Please change "leopard's" to "big cat's" throughout the records, starting at the line that has "Find the spotted" and stopping after the line that has "xmin=0 ymin=0 xmax=450 ymax=211". Return only those lines, with everything else left as it is.

....

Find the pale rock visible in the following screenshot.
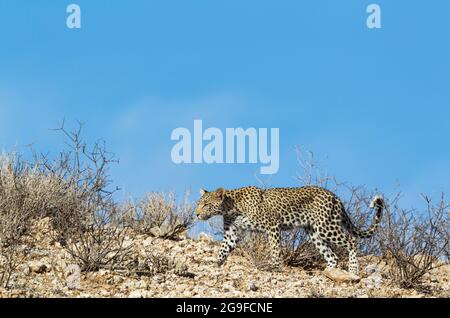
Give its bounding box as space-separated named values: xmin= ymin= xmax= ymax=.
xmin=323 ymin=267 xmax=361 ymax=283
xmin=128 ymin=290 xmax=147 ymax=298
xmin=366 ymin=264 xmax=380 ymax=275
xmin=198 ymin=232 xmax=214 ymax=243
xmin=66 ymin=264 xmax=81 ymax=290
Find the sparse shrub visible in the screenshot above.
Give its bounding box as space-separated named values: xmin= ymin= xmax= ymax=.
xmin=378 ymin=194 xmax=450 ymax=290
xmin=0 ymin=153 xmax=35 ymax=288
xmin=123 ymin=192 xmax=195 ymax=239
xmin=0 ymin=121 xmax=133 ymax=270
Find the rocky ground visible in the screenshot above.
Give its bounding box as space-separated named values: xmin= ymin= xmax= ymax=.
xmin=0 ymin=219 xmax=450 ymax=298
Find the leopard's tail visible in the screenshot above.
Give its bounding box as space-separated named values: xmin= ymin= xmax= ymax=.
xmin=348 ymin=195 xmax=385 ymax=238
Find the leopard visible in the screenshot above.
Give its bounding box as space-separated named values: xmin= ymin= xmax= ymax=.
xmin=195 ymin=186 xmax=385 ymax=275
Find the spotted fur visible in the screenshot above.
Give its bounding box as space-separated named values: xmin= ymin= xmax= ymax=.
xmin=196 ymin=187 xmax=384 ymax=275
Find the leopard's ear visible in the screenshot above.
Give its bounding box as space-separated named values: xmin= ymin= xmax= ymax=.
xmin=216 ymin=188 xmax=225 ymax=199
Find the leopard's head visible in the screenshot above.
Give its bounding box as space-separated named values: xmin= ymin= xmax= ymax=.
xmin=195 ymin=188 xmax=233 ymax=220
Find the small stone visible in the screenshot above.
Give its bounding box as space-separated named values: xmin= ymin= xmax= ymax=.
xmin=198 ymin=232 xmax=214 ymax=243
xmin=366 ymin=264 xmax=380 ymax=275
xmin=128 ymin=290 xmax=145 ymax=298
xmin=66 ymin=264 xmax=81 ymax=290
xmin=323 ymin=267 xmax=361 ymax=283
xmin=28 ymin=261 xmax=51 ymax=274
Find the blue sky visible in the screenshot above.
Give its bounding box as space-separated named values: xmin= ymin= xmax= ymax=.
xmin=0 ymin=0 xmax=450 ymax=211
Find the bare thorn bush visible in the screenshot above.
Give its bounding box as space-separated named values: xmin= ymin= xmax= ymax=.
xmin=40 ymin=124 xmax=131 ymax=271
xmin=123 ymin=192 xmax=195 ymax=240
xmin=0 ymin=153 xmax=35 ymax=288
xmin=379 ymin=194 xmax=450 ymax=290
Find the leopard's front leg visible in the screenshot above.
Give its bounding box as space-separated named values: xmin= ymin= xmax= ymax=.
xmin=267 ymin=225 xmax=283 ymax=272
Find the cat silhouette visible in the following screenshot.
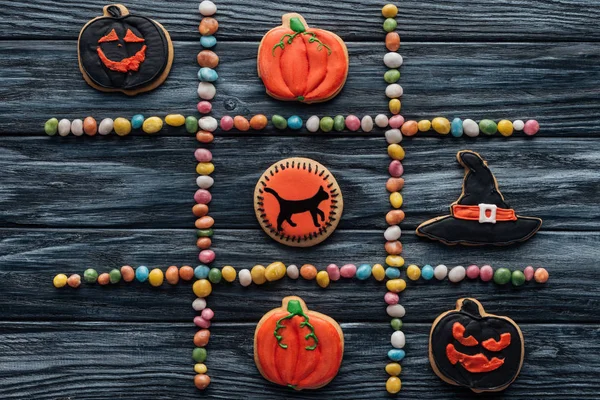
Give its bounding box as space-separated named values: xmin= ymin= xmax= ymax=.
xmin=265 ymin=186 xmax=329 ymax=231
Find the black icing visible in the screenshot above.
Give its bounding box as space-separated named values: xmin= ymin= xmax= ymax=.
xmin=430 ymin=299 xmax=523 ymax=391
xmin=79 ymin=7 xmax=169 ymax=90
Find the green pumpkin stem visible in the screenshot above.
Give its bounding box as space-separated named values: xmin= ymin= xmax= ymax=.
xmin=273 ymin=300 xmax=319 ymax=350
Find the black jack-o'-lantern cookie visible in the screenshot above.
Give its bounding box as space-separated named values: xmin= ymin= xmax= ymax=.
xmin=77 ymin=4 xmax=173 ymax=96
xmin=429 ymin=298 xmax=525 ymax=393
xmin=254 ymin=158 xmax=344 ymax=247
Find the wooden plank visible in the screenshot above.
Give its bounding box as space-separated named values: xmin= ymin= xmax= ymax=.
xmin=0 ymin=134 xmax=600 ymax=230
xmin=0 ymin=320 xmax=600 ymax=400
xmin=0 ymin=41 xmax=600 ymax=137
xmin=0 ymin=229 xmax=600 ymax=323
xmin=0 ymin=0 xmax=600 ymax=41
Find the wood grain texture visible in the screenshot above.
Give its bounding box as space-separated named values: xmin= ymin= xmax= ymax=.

....

__Exercise solution__:
Find the spotted fur visible in the screenshot above.
Give its bounding box as space-separated named values: xmin= ymin= xmax= ymax=.
xmin=196 ymin=187 xmax=384 ymax=275
Find the big cat's ear visible in the screenshot above.
Give its bounding box as space-separated named values: xmin= ymin= xmax= ymax=.
xmin=216 ymin=188 xmax=225 ymax=199
Find the big cat's head visible in the screenshot above.
Give its bounding box as space-separated named values: xmin= ymin= xmax= ymax=.
xmin=195 ymin=188 xmax=233 ymax=220
Find the small stone visible in the screenshot above.
Give its bounding box as space-separated named values: xmin= ymin= xmax= ymax=.
xmin=198 ymin=232 xmax=214 ymax=243
xmin=366 ymin=264 xmax=380 ymax=275
xmin=128 ymin=290 xmax=145 ymax=298
xmin=66 ymin=264 xmax=81 ymax=290
xmin=323 ymin=267 xmax=361 ymax=283
xmin=28 ymin=261 xmax=51 ymax=274
Find the blue sky visible in the screenshot above.
Give its bounding box as space-separated named values: xmin= ymin= xmax= ymax=.
xmin=0 ymin=0 xmax=450 ymax=211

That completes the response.